╭─ Exercise materials

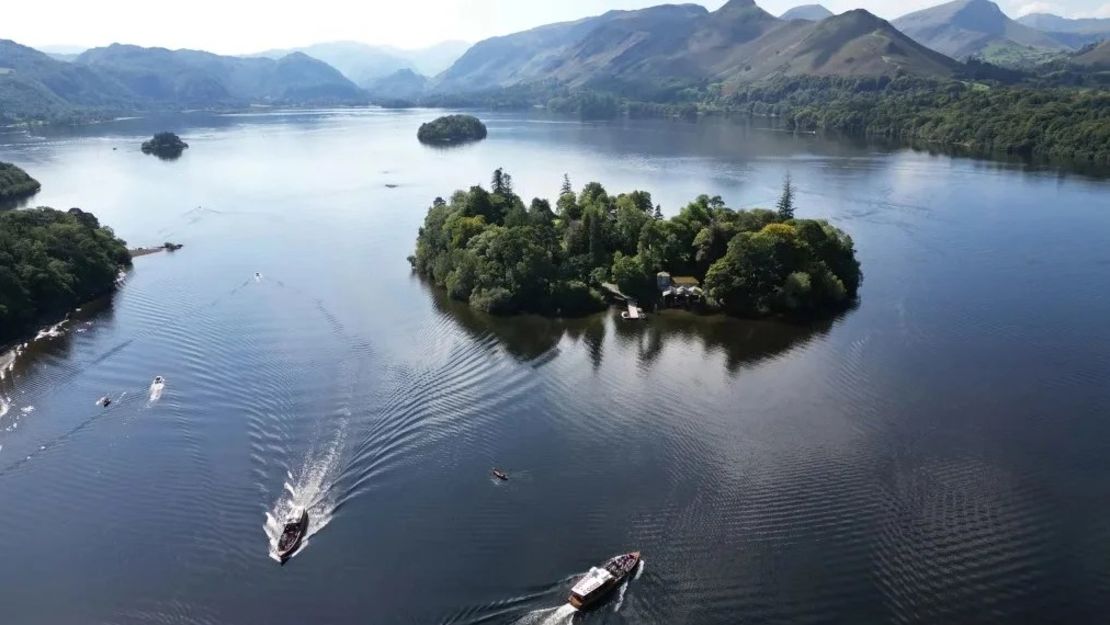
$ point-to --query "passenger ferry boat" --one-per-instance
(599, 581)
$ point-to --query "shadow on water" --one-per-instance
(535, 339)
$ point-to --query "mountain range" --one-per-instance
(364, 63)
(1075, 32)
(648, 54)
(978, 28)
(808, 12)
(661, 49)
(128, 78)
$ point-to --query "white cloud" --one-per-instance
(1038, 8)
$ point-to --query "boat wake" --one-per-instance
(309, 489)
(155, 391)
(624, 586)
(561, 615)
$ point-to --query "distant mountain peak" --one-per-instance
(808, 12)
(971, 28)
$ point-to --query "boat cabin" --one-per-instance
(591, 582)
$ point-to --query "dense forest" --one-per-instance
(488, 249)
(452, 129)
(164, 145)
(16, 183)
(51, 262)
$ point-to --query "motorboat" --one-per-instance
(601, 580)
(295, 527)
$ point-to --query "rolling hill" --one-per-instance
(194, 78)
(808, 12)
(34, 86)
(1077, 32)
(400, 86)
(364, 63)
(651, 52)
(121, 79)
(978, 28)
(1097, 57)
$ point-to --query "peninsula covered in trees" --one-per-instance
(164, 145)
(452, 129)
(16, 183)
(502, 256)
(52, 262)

╰─

Problem details | Could you extract every line of the listing above, character for character, but omit the picture?

Task output |
$ point-to --query "passenger ferry boat" --one-per-instance
(599, 581)
$ point-to --query "shadow on water" --one-per-instance
(535, 339)
$ point-to --query "mountain range" --one-per-instance
(364, 63)
(1075, 32)
(648, 54)
(978, 28)
(808, 12)
(661, 49)
(128, 78)
$ point-to --query "white cloud" --one-per-instance
(1038, 8)
$ point-to --query "boat wake" --one-per-instance
(309, 489)
(155, 391)
(624, 586)
(561, 615)
$ point-to --query "distant mountain peak" --one-per-instance
(808, 12)
(971, 28)
$ point-to --query "boat cabin" --one-per-instance
(591, 582)
$ point-to --query "dense forest" --one-per-instance
(488, 249)
(452, 129)
(164, 145)
(16, 183)
(51, 262)
$ point-to --query "motorboat" --one-per-instance
(601, 580)
(295, 527)
$ point-to --query "rolling hill" --one-per-instance
(194, 78)
(808, 12)
(34, 86)
(1077, 32)
(400, 86)
(364, 63)
(651, 52)
(121, 79)
(978, 28)
(1097, 57)
$ point-to --query "peninsula covered in trees" --one-per-instance
(164, 145)
(452, 129)
(16, 183)
(502, 256)
(52, 262)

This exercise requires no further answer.